[PROBLEM DESCRIPTION]
Answer these questions from the passage on the bounce back loan scheme:
1. What range of amounts can a business borrow under the scheme?
2. Until what date is the scheme initially open?
3. What is the longest term the loan can run?

[EXTRACT TO READ]

Small businesses across the UK are striving to survive and keep cash flow positive During Covid-19. This can be particularly challenging when their customers are taking longer to pay and therefore stretching cash flow further. Employees are being furloughed to reduce overheads. Also, many SME’S are taking on board Government-backed loans such as the BBLS (bounce back loan scheme). The BBLS is for businesses that are looking to borrow between £2,000-£50,000 in as little as 24 hours. The government covers the first 12 months of interest payments. A business will be able to have access to the loan, up to 25% of their turnover as a lump sum payment.
Pinnacle and your accountant can help you through the process of applying for a government-backed loan. The scheme is initially open until the 4th of November 2020 with 100% Government backing. The term of the loan can be up to 6 years keeping monthly repayment as low as possible, however increasing the overall interest payable.

[DATA]
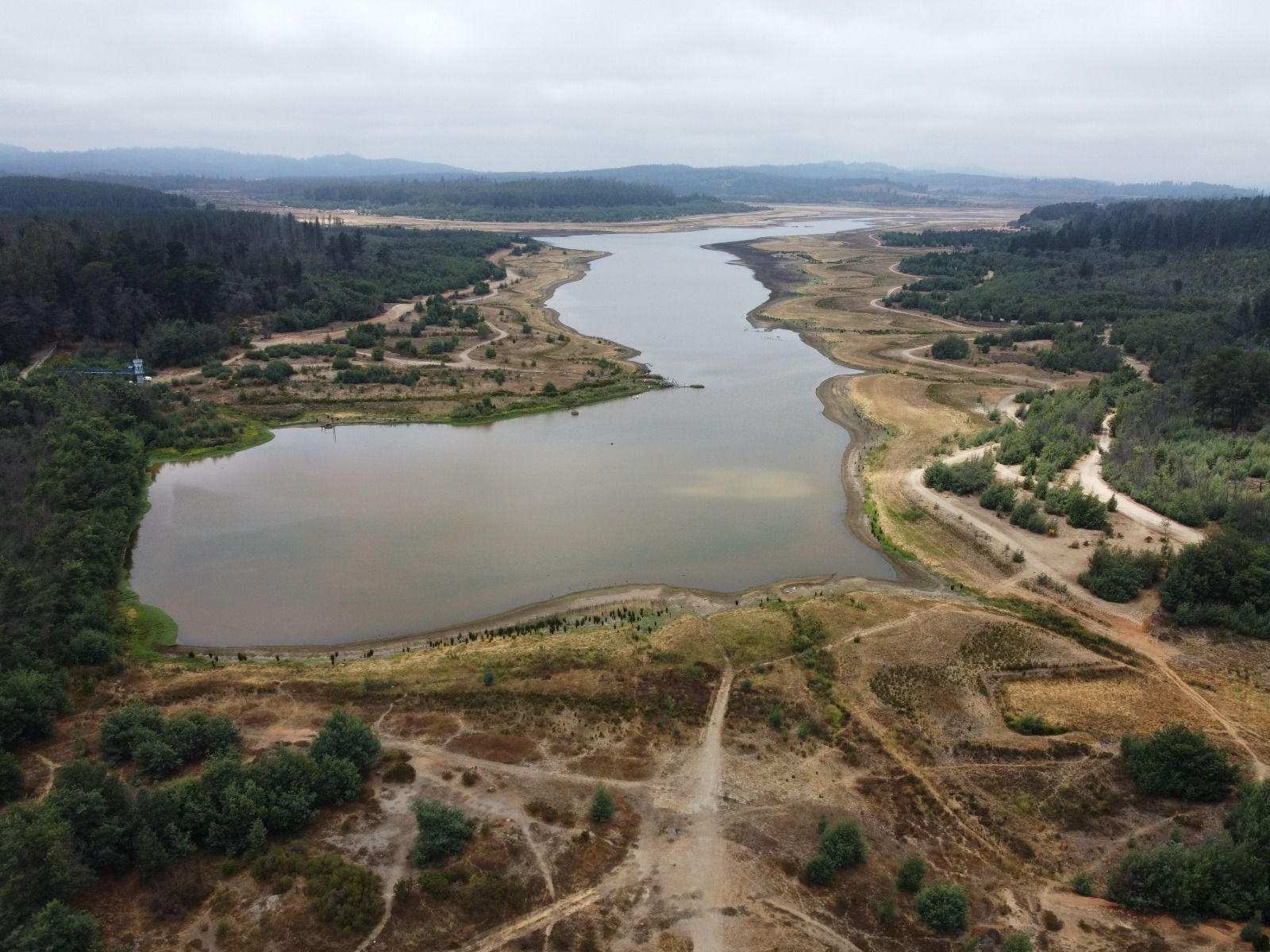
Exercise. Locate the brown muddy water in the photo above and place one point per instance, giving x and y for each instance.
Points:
(365, 532)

[SOLUTION FOR THIS PROBLEM]
1. Between £2,000 and £50,000.
2. The 4th of November 2020.
3. Up to 6 years.